TASK BRIEF - Write the line that includes "the black background" and all subsequent lines, exactly as written, and nothing more.

%%

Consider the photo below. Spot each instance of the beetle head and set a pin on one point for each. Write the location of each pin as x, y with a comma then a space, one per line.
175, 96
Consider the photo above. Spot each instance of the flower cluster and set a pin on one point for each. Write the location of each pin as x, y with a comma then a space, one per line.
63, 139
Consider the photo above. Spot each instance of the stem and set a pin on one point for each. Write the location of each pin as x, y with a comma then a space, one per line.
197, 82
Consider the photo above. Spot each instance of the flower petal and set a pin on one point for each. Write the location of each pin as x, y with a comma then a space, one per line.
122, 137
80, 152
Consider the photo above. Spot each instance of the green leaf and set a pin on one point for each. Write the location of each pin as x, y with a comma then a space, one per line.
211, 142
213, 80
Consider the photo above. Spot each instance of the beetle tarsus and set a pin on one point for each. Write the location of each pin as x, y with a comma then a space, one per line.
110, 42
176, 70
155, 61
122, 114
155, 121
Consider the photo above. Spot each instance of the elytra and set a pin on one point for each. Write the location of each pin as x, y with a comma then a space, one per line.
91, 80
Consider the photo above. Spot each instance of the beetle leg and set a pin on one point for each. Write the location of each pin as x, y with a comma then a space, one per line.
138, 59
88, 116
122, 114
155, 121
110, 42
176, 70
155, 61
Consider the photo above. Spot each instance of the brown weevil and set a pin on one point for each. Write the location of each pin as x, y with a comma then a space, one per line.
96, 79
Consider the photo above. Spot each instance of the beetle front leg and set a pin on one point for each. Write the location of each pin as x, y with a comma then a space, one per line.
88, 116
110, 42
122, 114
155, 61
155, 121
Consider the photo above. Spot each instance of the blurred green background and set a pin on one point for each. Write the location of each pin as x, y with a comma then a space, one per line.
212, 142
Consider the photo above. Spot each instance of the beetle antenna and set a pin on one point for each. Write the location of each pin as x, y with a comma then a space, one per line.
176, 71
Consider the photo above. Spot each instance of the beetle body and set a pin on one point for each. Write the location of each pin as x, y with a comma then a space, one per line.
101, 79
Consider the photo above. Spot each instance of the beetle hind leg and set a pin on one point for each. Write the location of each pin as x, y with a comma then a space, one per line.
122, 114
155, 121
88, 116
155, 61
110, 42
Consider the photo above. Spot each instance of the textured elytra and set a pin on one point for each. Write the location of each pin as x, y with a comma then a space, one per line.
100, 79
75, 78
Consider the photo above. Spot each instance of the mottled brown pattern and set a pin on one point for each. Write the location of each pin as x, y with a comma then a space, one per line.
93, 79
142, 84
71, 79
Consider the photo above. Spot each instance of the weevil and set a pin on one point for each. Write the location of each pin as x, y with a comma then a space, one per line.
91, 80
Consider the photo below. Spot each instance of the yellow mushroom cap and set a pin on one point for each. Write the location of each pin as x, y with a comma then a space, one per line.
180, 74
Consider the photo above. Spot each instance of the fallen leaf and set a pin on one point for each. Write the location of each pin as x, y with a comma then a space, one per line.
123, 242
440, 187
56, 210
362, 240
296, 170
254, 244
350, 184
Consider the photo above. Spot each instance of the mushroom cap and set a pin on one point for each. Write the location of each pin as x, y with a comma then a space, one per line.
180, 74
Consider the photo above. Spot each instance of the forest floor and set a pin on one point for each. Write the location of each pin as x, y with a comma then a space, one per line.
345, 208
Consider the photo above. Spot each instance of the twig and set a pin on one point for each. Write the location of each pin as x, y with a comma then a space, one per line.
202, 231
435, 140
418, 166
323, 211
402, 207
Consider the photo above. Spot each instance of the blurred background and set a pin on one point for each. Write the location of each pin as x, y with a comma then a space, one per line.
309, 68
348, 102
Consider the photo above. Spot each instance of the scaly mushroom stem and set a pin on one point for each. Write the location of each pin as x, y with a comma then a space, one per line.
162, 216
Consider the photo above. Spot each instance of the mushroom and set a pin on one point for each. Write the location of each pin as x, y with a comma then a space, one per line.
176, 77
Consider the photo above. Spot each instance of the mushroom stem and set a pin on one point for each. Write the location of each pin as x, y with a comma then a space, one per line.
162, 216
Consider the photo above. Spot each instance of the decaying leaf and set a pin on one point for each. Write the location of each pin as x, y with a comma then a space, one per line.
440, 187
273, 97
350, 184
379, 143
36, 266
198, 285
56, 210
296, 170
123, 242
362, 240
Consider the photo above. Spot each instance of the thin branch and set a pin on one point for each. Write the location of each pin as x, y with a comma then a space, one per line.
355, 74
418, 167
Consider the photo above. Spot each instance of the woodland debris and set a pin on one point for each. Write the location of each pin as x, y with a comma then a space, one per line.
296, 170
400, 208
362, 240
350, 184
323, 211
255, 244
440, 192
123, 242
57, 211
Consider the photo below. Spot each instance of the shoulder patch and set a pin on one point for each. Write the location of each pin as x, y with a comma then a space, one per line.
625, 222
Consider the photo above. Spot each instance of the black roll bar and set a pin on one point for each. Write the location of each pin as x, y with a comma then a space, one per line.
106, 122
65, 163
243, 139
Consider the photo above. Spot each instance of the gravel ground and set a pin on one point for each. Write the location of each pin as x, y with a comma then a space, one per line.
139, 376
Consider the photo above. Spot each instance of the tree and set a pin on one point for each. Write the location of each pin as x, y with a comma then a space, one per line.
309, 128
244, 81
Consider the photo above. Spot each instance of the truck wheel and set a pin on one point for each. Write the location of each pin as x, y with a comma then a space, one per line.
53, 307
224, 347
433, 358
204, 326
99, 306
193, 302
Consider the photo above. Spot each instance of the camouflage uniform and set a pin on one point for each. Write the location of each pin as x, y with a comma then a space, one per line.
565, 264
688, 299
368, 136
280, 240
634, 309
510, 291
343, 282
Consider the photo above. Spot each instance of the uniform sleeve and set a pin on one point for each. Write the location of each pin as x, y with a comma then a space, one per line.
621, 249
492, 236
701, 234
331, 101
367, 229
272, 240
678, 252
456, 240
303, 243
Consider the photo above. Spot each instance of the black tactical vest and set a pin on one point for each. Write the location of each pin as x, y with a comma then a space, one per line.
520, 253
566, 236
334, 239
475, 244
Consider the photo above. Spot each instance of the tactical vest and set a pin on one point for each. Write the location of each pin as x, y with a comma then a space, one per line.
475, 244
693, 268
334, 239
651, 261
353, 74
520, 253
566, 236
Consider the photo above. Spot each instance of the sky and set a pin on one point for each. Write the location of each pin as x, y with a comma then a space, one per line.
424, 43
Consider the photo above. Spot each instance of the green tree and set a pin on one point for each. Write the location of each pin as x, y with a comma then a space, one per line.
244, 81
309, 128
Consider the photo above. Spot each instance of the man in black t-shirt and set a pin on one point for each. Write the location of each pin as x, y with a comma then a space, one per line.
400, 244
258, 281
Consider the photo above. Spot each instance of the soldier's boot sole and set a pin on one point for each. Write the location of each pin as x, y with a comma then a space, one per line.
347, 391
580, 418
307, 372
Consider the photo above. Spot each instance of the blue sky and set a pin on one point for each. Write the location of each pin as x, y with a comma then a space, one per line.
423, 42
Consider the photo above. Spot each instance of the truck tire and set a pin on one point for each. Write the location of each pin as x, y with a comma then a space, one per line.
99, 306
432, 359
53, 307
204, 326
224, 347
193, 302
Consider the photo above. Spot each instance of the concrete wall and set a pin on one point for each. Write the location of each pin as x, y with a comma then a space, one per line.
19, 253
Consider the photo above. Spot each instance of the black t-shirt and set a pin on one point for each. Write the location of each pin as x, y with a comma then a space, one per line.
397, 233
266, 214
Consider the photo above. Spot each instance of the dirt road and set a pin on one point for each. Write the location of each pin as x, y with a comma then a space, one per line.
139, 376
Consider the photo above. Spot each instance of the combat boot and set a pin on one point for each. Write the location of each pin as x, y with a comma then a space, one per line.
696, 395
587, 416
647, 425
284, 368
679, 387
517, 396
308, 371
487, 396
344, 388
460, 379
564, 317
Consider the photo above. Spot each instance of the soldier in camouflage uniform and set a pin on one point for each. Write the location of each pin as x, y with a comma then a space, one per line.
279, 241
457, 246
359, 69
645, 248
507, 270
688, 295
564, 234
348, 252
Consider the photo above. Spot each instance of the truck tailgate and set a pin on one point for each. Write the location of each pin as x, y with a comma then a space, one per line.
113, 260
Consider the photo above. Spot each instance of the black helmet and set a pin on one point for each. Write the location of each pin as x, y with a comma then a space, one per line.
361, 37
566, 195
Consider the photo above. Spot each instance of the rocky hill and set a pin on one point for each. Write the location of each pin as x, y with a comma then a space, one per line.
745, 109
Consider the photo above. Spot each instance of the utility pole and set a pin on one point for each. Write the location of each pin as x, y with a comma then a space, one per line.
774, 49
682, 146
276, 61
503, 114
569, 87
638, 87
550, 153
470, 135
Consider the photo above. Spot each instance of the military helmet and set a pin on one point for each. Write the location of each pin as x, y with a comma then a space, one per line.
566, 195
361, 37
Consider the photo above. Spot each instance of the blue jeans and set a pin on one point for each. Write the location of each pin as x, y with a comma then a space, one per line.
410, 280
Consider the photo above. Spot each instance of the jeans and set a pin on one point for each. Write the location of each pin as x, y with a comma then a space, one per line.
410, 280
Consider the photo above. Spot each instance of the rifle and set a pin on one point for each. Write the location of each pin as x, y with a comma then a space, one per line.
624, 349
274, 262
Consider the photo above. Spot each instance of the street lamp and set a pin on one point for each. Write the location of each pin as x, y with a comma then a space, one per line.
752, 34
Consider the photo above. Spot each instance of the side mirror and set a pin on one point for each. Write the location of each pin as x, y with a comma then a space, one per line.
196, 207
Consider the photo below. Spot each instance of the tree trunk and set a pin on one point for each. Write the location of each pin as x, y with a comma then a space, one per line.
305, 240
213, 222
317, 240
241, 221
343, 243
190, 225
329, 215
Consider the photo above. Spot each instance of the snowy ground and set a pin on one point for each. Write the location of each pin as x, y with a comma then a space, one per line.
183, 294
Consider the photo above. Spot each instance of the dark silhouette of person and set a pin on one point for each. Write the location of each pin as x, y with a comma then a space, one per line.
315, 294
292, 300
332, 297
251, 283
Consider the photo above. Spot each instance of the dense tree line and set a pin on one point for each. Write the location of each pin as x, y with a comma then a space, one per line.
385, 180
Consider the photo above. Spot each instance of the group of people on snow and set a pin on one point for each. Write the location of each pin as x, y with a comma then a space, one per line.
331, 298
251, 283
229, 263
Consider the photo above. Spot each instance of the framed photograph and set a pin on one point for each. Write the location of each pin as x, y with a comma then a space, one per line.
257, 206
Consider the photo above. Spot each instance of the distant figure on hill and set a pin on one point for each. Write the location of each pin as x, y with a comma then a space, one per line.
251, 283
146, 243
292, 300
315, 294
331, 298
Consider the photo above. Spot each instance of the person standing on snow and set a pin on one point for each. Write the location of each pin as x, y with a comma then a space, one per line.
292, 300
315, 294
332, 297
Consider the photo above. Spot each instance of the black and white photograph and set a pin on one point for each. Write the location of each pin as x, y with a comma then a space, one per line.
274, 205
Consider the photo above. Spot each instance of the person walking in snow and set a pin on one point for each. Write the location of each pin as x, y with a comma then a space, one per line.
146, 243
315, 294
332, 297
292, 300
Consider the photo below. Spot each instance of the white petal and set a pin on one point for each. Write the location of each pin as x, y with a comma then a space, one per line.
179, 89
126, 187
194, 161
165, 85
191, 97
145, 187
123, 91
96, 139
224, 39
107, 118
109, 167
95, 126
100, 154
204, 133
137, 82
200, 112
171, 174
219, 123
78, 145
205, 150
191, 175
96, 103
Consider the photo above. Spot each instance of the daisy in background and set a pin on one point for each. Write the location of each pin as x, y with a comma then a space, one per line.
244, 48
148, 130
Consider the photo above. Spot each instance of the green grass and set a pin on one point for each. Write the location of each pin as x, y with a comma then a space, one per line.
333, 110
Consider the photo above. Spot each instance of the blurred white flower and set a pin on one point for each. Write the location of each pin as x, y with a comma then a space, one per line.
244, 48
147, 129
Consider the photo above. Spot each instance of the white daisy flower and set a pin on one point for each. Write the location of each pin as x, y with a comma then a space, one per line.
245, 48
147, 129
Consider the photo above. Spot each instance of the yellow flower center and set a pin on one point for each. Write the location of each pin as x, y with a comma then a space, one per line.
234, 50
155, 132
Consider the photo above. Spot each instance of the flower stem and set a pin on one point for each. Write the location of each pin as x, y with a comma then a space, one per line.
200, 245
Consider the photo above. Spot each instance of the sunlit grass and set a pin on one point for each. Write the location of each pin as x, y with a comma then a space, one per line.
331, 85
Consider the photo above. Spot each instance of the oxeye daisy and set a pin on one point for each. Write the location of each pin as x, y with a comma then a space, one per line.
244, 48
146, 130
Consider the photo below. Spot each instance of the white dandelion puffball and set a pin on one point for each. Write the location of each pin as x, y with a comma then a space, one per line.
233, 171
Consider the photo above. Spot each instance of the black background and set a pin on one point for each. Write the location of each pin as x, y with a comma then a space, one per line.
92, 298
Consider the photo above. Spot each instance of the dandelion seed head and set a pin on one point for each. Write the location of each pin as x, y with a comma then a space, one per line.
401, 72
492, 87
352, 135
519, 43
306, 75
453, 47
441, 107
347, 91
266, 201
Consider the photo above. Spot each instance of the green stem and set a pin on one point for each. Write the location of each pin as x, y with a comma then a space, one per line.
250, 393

%%

SOLUTION -
Consider the photo above. Spot each instance of the black background and set a pin on one point for each. Write the location of each pin as x, y with a comma then a space, one per line.
92, 298
Consider the photo above. Spot each instance of the dandelion seed head and set a pin on one point for each. Write the location of each pin as x, y with a comma then a space, one per line.
401, 72
492, 87
352, 135
519, 43
306, 75
453, 47
441, 107
347, 91
266, 201
Consider the photo above. Spot each instance of the green stem and set a pin on one point for each. Write the location of each pin as x, y with a comma then a space, one per line.
250, 393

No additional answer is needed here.